TEXT EXCERPT »
▼▼▼
Polaris^® Fixed Optic Mounts are the ultimate solution for applications requiring stringent long-term alignment stability.

Fixed mounts for plano or curved, Ø1/2", Ø1", or Ø2" optics are available below. The mounts are offered in three styles, each optimized for a different type of optic: lenses, mirrors, or beamsplitters.

Optic Mounting
Polaris Glue-In Optic Mounts feature a mounting cell in which an optic can be permanently affixed with an optical adhesive (available below). This mounting technique results in significantly less optical surface distortion than traditional methods based on setscrews or flexure mechanisms. See the Glue-In Tutorial tab for more information on installing optics in the glue-in mounts. The glue-in mounts on this page can be used with metric-sized optics; however, the optic locating points will not center the optic, requiring the centration to be adjusted by hand during installation. The mounts should not be used with optics that have an outer diameter tolerance greater than zero.

Polaris Flexure-Clamp Optic Mounts provide highly stable mounting without permanently affixing the optic. A monolithic stainless steel flexure clamp and setscrew combination provides temperature-independent retention of the optic with maximum stability and low wavefront distortion. The mounts are designed for optics with imperial diameters; performance will be diminished if these mounts are used with optics with metric diameters. For custom mounts sized for metric optics, please contact Tech Support. 

Design
As shown on the Test Data and Design Features tabs, these Polaris mounts have been extensively developed and tested to ensure high-quality performance by using the proper materials, components, and dimensional specifications. The Polaris design addresses all of the common causes of beam misalignment.
▲▲▲
WHAT IS ASKED »
A. Rewrite the paragraph of the Polaris mount description that begins "Polaris Flexure-Clamp Optic Mounts" as a short bulleted list, keeping its main facts.
B. Carry on with the Polaris mount description, starting after its final sentence.
The material after this point comes from a separate source.

RECORDS PROVIDED »
▼▼▼
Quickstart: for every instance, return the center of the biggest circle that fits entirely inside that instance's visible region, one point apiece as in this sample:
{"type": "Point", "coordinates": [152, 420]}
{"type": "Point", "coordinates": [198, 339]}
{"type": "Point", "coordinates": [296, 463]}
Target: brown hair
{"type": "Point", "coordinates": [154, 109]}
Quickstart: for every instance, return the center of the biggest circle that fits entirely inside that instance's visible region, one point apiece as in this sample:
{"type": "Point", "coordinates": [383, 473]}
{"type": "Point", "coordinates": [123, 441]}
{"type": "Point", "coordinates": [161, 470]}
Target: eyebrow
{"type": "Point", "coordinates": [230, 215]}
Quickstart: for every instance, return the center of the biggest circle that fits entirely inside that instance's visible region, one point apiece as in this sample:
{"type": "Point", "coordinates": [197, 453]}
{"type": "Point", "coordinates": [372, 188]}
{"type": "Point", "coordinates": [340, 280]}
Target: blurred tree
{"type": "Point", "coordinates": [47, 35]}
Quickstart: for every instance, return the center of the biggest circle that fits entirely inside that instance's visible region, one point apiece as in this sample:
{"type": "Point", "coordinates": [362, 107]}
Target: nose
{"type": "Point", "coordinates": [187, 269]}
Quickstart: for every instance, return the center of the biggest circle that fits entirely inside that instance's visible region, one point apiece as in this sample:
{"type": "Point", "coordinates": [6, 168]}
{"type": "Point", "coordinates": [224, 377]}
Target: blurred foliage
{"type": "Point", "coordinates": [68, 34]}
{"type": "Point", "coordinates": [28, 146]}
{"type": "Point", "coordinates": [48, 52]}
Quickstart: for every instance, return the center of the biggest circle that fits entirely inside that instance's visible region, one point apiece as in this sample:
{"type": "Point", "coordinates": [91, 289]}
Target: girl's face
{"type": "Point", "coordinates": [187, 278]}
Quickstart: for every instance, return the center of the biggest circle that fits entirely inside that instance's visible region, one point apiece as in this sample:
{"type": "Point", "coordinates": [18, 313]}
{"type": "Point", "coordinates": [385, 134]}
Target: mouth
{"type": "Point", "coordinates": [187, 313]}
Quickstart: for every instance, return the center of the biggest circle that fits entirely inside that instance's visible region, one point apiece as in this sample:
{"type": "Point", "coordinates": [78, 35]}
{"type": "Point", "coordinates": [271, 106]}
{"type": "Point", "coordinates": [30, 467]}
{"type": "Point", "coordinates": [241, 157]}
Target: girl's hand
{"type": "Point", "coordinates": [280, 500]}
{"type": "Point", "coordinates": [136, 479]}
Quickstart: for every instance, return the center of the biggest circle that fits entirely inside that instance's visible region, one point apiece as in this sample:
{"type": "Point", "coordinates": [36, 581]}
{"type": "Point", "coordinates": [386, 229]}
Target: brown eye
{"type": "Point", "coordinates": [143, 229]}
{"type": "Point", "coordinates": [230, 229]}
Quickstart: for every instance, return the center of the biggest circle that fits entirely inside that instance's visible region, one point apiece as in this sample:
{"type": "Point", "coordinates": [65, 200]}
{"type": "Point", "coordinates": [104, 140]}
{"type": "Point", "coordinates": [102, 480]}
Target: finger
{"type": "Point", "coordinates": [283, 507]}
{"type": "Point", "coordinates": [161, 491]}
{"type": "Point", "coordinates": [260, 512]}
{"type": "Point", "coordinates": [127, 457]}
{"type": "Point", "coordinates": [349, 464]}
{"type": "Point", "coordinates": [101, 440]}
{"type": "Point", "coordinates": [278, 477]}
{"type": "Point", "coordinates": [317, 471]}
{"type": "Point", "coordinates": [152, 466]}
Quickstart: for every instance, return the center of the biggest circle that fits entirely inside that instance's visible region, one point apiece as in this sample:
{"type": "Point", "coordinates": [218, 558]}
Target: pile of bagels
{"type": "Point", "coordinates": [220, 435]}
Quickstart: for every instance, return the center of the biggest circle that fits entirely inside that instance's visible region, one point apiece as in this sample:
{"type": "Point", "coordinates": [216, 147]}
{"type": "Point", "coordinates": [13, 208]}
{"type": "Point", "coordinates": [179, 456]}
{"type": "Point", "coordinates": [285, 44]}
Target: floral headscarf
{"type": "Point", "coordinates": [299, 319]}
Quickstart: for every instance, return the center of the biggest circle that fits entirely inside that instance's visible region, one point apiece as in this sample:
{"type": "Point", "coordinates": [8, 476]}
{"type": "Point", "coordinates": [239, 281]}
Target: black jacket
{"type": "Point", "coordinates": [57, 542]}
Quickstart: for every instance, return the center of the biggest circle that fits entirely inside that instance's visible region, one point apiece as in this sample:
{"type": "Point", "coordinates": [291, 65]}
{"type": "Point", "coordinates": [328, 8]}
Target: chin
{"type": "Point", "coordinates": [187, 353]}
▲▲▲
ANSWERS TO THE EXERCISE »
A.
- Polaris Flexure-Clamp Optic Mounts hold optics very stably without permanently affixing them.
- A monolithic stainless steel flexure clamp and setscrew retain the optic independent of temperature, with maximum stability and low wavefront distortion.
- The mounts are designed for optics with imperial diameters; optics with metric diameters will lower performance.
- Custom mounts sized for metric optics are available through Tech Support.

B.
Post Mounting
The Polaris fixed optic mounts are equipped with #8 (M4) counterbores for post mounting. The mounts also feature Ø2 mm alignment pin holes around the mounting counterbore, allowing for precision alignment when paired with our Ø1" Posts for Polaris Mounts. See the Usage Tips tab for more recommendations on mounting configurations.

Cleanroom and Vacuum Compatibility
The Polaris mounts sold on this page are designed to be compatible with cleanroom and vacuum chamber applications. Please see the Specs tab and the Design Features tab for more information on vacuum compatibility.

• All item numbers in the Polaris line start with POLARIS.
• For best performance, use optics with a diameter tolerance of up to +0/-0.1 mm.
• After a temperature cycle, the beam typically returns to within 1 μrad of its original position for a Polaris mounted on a PLS-P150 Ø1" post and POLARIS-CA1 clamping arm. Please see the Test Data tab for details.
• NOA61 is recommended for use with our Polaris mirror mounts because of its excellent glass-metal adhesion and low-stress mounting. However, other UV-curing adhesives are available that provide faster curing times or greater flexibility for environments with large temperature fluctuations. Please see our complete presentation for details.
• This is the recommended torque for mounting a 6 mm thick UVFS optic.
• The POLARIS-B05S mount comes with low-profile 8-32 and M4 cap screws. All other mounts on this page come with standard 8-32 and M4 cap screws.
• This mount is vacuum compatible, assembled in a clean environment, chemically cleaned using the Carpenter AAA passivation method to remove sulfur, iron, and contaminants from the surface, and double vacuum bagged. The 8-32 and M4 cap screws included with the Polaris mount are not rated for pressures below 10^-5 Torr. Contact techsupport@thorlabs.com for details.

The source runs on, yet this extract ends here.